Work instructions:
Can you print the passage of the Porteus Maze test text from "Porteus claimed that" to "progressively more difficult.", word for word?

Study text: Begin

Later studies established the validity of the test as a sensitive tool. Many early comparisons with other intelligence tests found moderate to high correlation coefficients. As a nonverbal test it was not expected to have a high correlation with verbal tests, but the correlation is at least moderately positive.

==Validity and reliability==
To assess the validity of Q scores, O' Keefe compared the performance of high and low impulse groups. This found no difference in Q scores based on ratings in institutionalized, delinquent, non-delinquent and extreme groups.

Riddle and Roberts argued that the test is a reliable and valid measure of foresight, impulsivity, judgment, planning ability and ability to delay gratification. They reported that the test showed acceptable psychometric properties and interrupter reliability. They found that Q score distinguished recidivist from non-recidivist delinquent grouse and found the score the most sensitive to differences in social adjustment.

Porteus claimed that the reliability of his test was .96.

==Revisions==
The original Porteus Maze test was introduced in August 1914 during a session held by the Education Section of the British Association for the Advancement of Science. The original test lacked explanation for practice effects in retesting. The test was revised each year, becoming progressively more difficult.

===Vineland revision===
This revision consists of 12 mazes for subjects 3 through 12, 14 and Adult. The purpose of this revision was to standardize the test, account for sex differences in performance, achieve correlations with the Binet-Simon scale and the US Army test and estimate social capability and industrial aptitude. An extension of the original test was devised to reduce practice learning as a result of the re-administration of the same test. Use of the extension was expected to improve test-retest reliability.

===Extension===
This series was published by the Centre de Psychologie Appliquée in 1958. The extension contains eight mazes created as a measure for ages 7–12, 14 and adults. The most useful contribution of this revision was its sensitivity to brain damage. It has been used with primitive peoples, particularly for indigenous Australians and for African pygmies and bushmen.

===Supplement===
This revised test has eight mazes for ages 7–12, 14 and Adult. They are more difficult than the corresponding tests in the extension.

Study text: End
Dataset entries: Begin

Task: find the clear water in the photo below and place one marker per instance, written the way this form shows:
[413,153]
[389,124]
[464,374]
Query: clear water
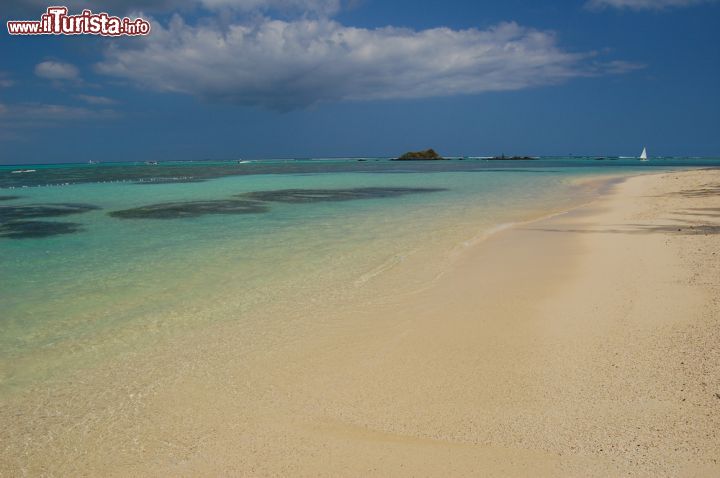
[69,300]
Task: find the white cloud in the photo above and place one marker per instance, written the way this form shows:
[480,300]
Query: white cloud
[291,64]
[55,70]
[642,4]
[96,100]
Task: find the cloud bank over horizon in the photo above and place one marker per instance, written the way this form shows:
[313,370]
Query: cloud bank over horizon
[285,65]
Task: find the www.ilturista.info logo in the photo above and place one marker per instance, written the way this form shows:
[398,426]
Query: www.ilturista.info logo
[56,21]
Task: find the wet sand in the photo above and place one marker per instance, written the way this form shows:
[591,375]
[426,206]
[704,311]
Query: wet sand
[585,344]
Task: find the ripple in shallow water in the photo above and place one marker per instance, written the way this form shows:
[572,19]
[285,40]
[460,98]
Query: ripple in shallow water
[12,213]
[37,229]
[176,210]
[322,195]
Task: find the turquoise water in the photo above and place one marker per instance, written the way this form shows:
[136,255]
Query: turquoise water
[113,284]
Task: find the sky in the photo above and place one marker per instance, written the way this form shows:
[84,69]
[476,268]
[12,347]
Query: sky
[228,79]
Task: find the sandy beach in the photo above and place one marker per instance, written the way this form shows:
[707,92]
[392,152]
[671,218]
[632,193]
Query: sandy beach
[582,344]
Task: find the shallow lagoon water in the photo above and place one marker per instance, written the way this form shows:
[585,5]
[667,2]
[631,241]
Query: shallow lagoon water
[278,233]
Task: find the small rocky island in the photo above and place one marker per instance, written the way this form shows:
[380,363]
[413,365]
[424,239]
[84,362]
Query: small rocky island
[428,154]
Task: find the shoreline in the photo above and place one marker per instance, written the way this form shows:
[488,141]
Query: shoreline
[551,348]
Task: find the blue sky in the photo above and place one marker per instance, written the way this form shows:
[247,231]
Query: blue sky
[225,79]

Dataset entries: End

Answer section:
Porteus claimed that the reliability of his test was .96.

==Revisions==
The original Porteus Maze test was introduced in August 1914 during a session held by the Education Section of the British Association for the Advancement of Science. The original test lacked explanation for practice effects in retesting. The test was revised each year, becoming progressively more difficult.